[To do]
A – According to the dispensary ban article, since when has Contra Costa County had a moratorium on new dispensaries in unincorporated areas?
B – Please continue the dispensary ban article from the point where it ends.

[Excerpted text]
Contra Costa supes ban medical marijuana dispensaries

Written by FCJ Editor. Posted in News

Published on February 26, 2008 with No Comments

By Caitilin McAdoo

February 26, 2008

Contra Costa County Supervisors voted unanimously today to permanently ban medical marijuana dispensaries in unincorporated areas of the county.

The ordinance prohibits all land uses that violate state or federal law, thereby banning medical marijuana dispensaries through an amendment of county code.

The ordinance does not prohibit people from growing medical marijuana in their homes or in small groups for personal use under the Compassionate Use Act of 1996.

The county has had a moratorium on new dispensaries in unincorporated areas since April 2006.

A facility in El Sobrante will not be affected by the new ban because it was established legally before the moratorium went into effect.

The facility, however, could still be subject to enforcement from the federal government.

The problem has been that while supervisors have said they support the use of marijuana for legitimate medical purposes, too many people have allegedly been abusing the privileges allowed under the act and medical marijuana dispensaries have reportedly attracted crime and become community nuisances.

Because the sheriff’s office reportedly doesn’t have the resources to regulate the dispensaries, supervisors decided instead to treat the matter as a land use issue.

Linda Jackson, who was a nurse for many years and who uses medical marijuana, said the decision to ban dispensaries put patients at risk. Safe access to marijuana continues to be a major issue for her and many other patients. She said growing it in her home was not an option.

“I have children and grandchildren,” she said. “I don’t hide what I do, but it puts them at risk, too.”

Point-per-instance localization data
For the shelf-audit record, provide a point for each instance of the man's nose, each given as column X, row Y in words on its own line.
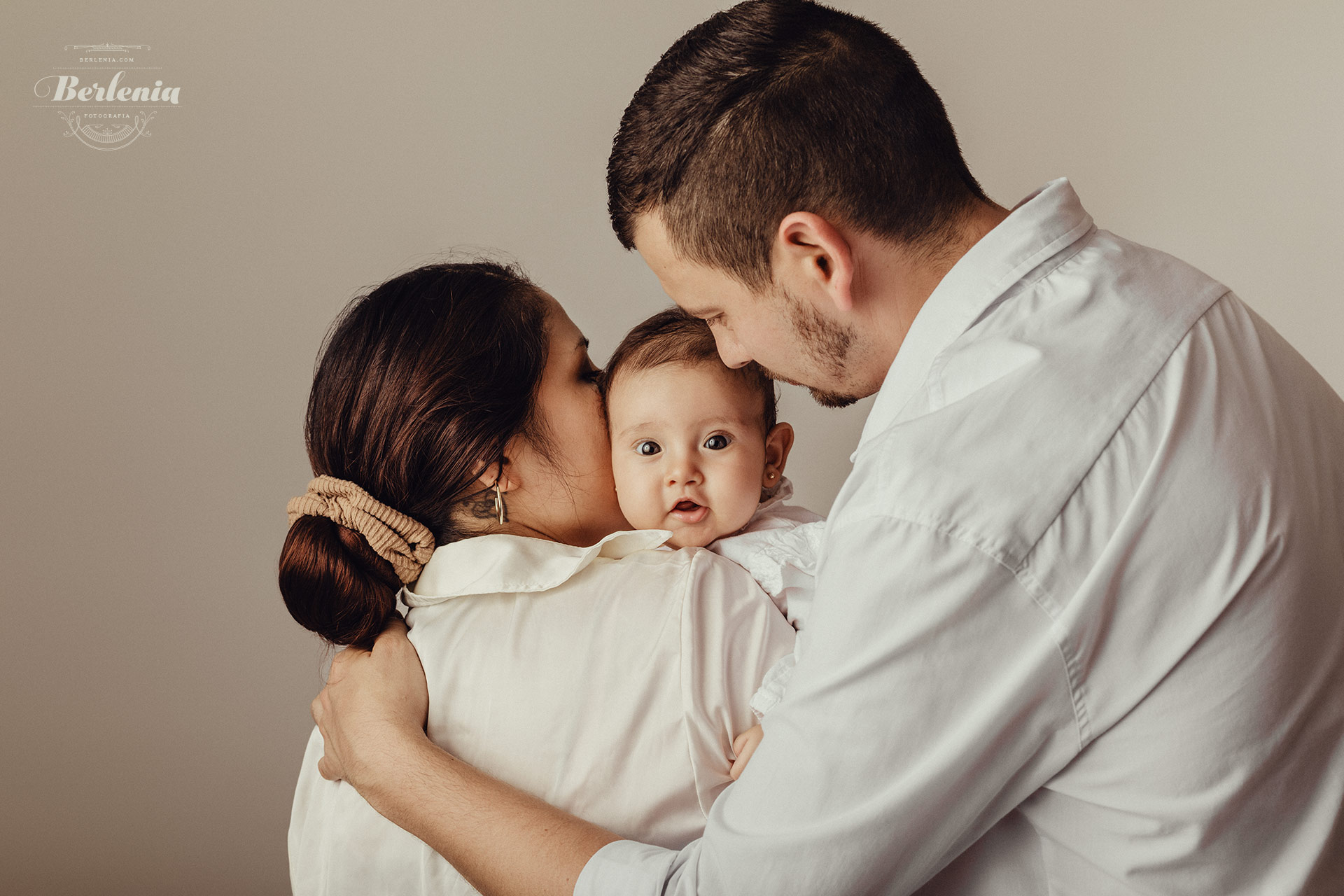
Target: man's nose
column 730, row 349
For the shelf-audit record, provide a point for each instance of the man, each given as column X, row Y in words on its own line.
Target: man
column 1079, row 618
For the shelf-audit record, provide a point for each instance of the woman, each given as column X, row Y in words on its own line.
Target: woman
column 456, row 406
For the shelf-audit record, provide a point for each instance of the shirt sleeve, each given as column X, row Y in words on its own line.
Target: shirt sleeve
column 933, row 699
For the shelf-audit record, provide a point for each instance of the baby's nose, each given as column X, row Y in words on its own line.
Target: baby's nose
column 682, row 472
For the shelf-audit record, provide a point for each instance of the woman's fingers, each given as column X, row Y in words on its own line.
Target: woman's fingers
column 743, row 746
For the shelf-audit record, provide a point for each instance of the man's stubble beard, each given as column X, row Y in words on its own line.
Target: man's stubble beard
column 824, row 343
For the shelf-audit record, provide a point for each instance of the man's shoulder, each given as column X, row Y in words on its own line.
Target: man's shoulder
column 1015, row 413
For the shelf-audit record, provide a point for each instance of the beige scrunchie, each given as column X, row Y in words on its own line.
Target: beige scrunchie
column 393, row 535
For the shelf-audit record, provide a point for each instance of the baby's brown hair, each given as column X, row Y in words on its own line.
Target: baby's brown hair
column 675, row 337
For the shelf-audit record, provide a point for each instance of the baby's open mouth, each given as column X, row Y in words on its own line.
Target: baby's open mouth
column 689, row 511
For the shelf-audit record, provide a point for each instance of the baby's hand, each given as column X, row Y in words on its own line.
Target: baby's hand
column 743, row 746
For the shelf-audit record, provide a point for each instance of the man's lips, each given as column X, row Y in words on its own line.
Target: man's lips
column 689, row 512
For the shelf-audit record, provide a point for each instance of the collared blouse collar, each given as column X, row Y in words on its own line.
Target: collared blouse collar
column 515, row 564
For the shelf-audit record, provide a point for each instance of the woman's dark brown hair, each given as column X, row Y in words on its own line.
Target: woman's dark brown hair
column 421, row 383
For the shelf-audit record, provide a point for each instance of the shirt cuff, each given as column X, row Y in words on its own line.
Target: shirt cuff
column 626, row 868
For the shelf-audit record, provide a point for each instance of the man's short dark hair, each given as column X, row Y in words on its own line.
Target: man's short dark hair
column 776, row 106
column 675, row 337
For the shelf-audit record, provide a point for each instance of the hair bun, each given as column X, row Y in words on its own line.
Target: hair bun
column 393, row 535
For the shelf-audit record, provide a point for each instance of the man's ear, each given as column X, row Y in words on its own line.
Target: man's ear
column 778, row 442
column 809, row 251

[Expected responses]
A – Since April 2006.

B –
“The issue deserves leadership, not a knee-jerk reaction,” said Dimitrio Ramirez, founder of Mericare, a dispensary located in Pacheco that now serves patients mainly as a delivery service.

Ramirez continued to rail against the supervisors’ decision even after officials turned off his microphone.

Armando Soto said banning dispensaries would move the problem into residential neighborhoods where there would be no possibility of regulation.

“I think it’s a recipe for disaster,” Soto said. On the other side of the issue, Harold Parsley, a member of Contra Costa Health Services Alcohol and other Drugs Advisory Board, told supervisors he believed medical marijuana was a danger to the community, both as a so called “gateway drug” and as a “drug of choice.”

The Contra Costa County Sheriff’s office and the District Attorney’s office also support the ordinance.

During a hearing on the issue in January, District Attorney Robert Kochly said that he didn’t believe that any amount of enforcement could stop people from abusing the access provided by the Compassionate Use Act.

The ordinance passed today does not impact regulations put in place in within the county.